EXERCISE AIM:
Nothing should be left out. Give all the data again exactly as written.

----- DATA FOR ANALYSIS

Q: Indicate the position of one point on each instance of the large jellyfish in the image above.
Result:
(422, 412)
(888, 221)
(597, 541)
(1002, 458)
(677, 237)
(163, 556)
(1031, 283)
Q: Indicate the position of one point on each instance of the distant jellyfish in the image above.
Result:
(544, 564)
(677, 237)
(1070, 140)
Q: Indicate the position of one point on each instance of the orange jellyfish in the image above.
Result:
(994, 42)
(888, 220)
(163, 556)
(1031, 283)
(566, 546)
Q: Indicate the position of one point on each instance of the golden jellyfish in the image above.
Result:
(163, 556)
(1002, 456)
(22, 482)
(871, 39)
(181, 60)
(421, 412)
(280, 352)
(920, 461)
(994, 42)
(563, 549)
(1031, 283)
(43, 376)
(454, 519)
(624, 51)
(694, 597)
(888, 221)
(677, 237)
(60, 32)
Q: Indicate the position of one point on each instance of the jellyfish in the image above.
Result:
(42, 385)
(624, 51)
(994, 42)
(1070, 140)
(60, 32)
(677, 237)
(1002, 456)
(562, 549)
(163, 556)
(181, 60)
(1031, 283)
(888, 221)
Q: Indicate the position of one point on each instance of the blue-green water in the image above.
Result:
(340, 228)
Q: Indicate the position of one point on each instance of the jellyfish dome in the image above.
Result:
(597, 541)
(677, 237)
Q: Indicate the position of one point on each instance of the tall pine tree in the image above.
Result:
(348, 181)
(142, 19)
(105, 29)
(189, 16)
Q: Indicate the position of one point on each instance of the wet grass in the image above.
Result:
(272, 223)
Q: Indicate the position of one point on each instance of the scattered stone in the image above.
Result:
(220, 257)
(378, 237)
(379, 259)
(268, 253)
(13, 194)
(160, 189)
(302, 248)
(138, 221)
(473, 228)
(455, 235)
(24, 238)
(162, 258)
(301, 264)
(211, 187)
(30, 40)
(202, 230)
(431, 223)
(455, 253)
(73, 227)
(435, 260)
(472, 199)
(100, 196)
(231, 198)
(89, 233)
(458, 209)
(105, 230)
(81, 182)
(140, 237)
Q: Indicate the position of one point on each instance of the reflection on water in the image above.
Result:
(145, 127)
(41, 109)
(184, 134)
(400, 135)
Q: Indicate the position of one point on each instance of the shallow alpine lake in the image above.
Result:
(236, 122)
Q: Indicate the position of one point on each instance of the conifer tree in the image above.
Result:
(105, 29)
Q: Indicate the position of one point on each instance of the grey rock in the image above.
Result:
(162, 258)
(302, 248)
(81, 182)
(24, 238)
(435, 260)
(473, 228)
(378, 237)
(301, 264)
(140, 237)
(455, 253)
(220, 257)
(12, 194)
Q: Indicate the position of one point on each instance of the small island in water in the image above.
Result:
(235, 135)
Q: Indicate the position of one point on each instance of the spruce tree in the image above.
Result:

----------

ANSWER SPACE:
Q: Indicate the position of one point on each instance of the large jellyfish in the image above.
Result:
(422, 412)
(888, 221)
(597, 541)
(1002, 458)
(677, 237)
(163, 556)
(1031, 283)
Q: Indicate the position of one point on each instance of the distant jellyfish in the image above.
Result:
(544, 564)
(677, 237)
(1070, 140)
Q: Indicate the position of one point on each instance of the orange jellyfish in the image above.
Result:
(994, 42)
(888, 220)
(163, 556)
(1031, 283)
(566, 546)
Q: Indicate the position of one point on each instance of the golden jellyfish in the image above.
Result:
(163, 556)
(1002, 456)
(22, 482)
(871, 39)
(181, 60)
(421, 412)
(280, 352)
(920, 461)
(994, 42)
(563, 549)
(1031, 283)
(43, 376)
(454, 519)
(624, 51)
(694, 597)
(888, 221)
(677, 237)
(60, 32)
Q: Indicate the position of one point on each instance of the jellyfish in the image above.
Result:
(42, 385)
(624, 51)
(994, 42)
(1070, 140)
(60, 32)
(677, 237)
(1002, 456)
(562, 549)
(163, 556)
(181, 60)
(1031, 283)
(888, 221)
Q: Indicate the position of one point on each instance of the blue-green water in the image above.
Result:
(340, 228)
Q: Indicate the position of one point on each instance of the jellyfish dome in the image above.
Result:
(597, 541)
(677, 237)
Q: Indicate the position of one point on each instance of the tall pine tree in the image above.
Result:
(348, 181)
(142, 19)
(105, 29)
(189, 16)
Q: Indicate the position of one point on each instance of the wet grass in the image above.
Result:
(272, 223)
Q: Indicate the position of one point on each instance of the scattered stone in the image above.
Result:
(220, 257)
(378, 237)
(379, 259)
(268, 253)
(13, 194)
(160, 189)
(302, 248)
(138, 221)
(473, 228)
(455, 235)
(24, 238)
(162, 258)
(301, 264)
(211, 187)
(30, 40)
(202, 230)
(431, 223)
(455, 253)
(73, 227)
(435, 260)
(472, 199)
(100, 196)
(231, 198)
(89, 233)
(458, 209)
(105, 230)
(81, 182)
(140, 237)
Q: Indicate the position of one point on each instance of the reflection on water in the image above.
Result:
(145, 127)
(41, 109)
(184, 134)
(400, 135)
Q: Indicate the position of one point on each instance of the shallow alpine lake in the image above.
Result:
(236, 122)
Q: Indicate the position of one point on each instance of the conifer tree in the image above.
Result:
(105, 29)
Q: Indicate the position of one point on each instance of the grey rock in the image above.
Result:
(162, 258)
(302, 248)
(81, 182)
(24, 238)
(435, 260)
(473, 228)
(378, 237)
(301, 264)
(140, 237)
(455, 253)
(220, 257)
(12, 194)
Q: Indicate the position of one point on each instance of the small island in water in the image above.
Result:
(235, 135)
Q: Indicate the position of one point on each instance of the spruce tree in the image above.
Result:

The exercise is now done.